• _ASSIGNMENT_
Because the lines must stay identical, write out the data without changing anything.

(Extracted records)
☆ ☆ ☆ ☆ ☆

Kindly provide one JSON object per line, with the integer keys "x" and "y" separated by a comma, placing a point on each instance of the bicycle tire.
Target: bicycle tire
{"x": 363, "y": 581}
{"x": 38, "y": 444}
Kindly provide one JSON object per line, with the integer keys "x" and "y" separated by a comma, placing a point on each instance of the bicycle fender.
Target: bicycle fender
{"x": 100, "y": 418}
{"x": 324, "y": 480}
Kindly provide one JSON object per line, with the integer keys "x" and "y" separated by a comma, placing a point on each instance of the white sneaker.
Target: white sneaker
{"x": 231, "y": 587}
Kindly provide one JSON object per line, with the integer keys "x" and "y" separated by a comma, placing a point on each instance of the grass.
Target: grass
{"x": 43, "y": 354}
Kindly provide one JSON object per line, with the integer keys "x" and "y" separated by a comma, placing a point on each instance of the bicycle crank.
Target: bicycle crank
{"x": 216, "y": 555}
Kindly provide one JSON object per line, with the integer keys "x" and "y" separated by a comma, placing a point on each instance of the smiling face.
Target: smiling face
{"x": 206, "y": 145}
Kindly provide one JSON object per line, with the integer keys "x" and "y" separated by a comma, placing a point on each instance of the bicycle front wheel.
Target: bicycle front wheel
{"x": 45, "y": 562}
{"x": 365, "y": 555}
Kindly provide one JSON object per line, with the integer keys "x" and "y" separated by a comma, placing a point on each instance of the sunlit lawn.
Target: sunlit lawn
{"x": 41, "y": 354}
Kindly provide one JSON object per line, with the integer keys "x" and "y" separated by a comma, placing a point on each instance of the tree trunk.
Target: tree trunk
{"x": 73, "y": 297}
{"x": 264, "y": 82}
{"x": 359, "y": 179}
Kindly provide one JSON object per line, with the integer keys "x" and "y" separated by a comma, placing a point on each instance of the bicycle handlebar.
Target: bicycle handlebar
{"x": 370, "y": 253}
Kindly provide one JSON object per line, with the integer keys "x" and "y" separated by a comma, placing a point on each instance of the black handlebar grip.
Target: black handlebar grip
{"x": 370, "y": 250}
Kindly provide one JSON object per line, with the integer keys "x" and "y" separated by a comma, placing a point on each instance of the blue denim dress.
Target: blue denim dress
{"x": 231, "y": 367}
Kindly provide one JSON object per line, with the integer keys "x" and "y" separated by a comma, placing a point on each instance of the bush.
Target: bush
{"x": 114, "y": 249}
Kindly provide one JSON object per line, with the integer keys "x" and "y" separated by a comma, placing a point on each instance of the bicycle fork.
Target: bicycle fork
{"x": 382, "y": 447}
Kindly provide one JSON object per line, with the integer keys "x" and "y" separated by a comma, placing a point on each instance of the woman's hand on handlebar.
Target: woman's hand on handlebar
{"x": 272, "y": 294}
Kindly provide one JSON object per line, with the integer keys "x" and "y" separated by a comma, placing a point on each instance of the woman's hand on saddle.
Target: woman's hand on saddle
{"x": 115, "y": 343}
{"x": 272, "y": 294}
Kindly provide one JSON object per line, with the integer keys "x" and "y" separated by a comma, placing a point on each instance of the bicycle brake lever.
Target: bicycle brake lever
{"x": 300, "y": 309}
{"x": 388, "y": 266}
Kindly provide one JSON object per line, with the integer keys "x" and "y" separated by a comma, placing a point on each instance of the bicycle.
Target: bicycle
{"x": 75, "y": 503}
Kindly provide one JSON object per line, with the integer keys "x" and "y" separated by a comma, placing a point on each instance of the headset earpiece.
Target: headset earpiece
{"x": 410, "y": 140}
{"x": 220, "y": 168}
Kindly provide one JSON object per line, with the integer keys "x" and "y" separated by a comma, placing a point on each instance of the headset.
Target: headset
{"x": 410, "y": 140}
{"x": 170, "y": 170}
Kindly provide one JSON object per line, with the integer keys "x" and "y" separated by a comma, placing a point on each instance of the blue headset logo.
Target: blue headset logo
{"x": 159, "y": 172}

☆ ☆ ☆ ☆ ☆

• _SOLUTION FOR THIS EXERCISE_
Kindly provide one JSON object per line, with the integer keys "x" and "y" separated by a comma, placing a point on each instance of the bicycle tire.
Target: bicycle tire
{"x": 363, "y": 581}
{"x": 38, "y": 444}
Kindly provide one JSON object per line, with the integer keys "x" and "y" separated by a comma, placing a point on each instance of the bicycle fender.
Target: bicycle fender
{"x": 100, "y": 418}
{"x": 324, "y": 480}
Kindly provide one JSON object per line, with the integer keys "x" and "y" separated by a comma, placing a point on each instance of the white sneaker.
Target: white sneaker
{"x": 231, "y": 587}
Kindly provide one JSON object per line, with the integer keys "x" and "y" separated by a comma, placing a point on each instance of the grass.
Target: grass
{"x": 43, "y": 354}
Kindly provide one JSON object per line, with the integer keys "x" and "y" separated by a comma, placing a point on each instance of the bicycle crank.
Target: bicycle crank
{"x": 216, "y": 555}
Kindly provide one JSON object per line, with the integer keys "x" and "y" separated by a comma, placing a point on each instance of the smiling face.
Target: smiling face
{"x": 206, "y": 145}
Kindly provide one JSON object per line, with the integer keys "x" and "y" separated by a comma, placing a point on each instance of the bicycle front wheel.
Target: bicycle front wheel
{"x": 45, "y": 562}
{"x": 365, "y": 555}
Kindly provide one JSON object per line, with the integer keys "x" and "y" separated by a comma, placing a point on each instance of the sunlit lawn.
Target: sunlit lawn
{"x": 41, "y": 354}
Kindly provide one JSON object per line, with the integer keys "x" and "y" separated by a comma, placing a point on each instance of the tree trunk.
Target: tree trunk
{"x": 73, "y": 297}
{"x": 264, "y": 82}
{"x": 359, "y": 179}
Kindly provide one JSON object per line, with the integer keys "x" and "y" separated by a comma, placing a point on each instance of the bicycle handlebar.
Target: bicycle handlebar
{"x": 370, "y": 253}
Kindly provide one JSON object per line, with the integer keys "x" and "y" separated by a comma, placing a point on each instance of the black handlebar grip.
Target: black handlebar grip
{"x": 370, "y": 250}
Kindly provide one JSON object per line, with the integer keys "x" and "y" separated by a comma, placing a point on each instance of the blue denim dress.
Target: blue denim dress
{"x": 231, "y": 367}
Kindly provide one JSON object per line, with the integer keys "x" and "y" separated by a comma, placing a point on each instance of the bush.
Target: bush
{"x": 114, "y": 249}
Kindly provide one JSON object per line, with the integer keys "x" and "y" separated by a comma, placing a point on each instance of the bicycle fork.
Target: bicycle fork
{"x": 382, "y": 447}
Kindly provide one JSON object per line, with the integer keys "x" and "y" separated by a comma, placing a point on each instance of the woman's hand on handlebar.
Target: woman's hand on handlebar
{"x": 272, "y": 294}
Kindly provide one JSON object per line, with the integer keys "x" and "y" separated by a comma, placing a point on each instance of the woman's hand on saddle.
Target: woman's hand on saddle
{"x": 115, "y": 343}
{"x": 272, "y": 294}
Kindly provide one JSON object per line, with the integer keys "x" and "y" separated by a comma, placing a point on each instance of the bicycle brake lever.
Target: bicycle brake lever
{"x": 300, "y": 309}
{"x": 388, "y": 266}
Kindly provide one JSON object per line, with the integer keys "x" and "y" separated by a comma, placing a point on each instance of the bicycle.
Target: bicycle
{"x": 75, "y": 503}
Kindly provide one JSON object per line, with the integer keys "x" and "y" separated by a comma, placing a point on each instance of the headset earpiece.
Target: headset earpiece
{"x": 410, "y": 140}
{"x": 220, "y": 168}
Kindly provide one JSON object per line, with the integer keys "x" and "y" separated by a comma, placing a point on each instance of the headset.
Target: headset
{"x": 410, "y": 140}
{"x": 170, "y": 170}
Kindly provide one JSON object per line, with the integer keys "x" and "y" separated by a comma, placing a point on each instance of the blue headset logo.
Target: blue headset logo
{"x": 159, "y": 172}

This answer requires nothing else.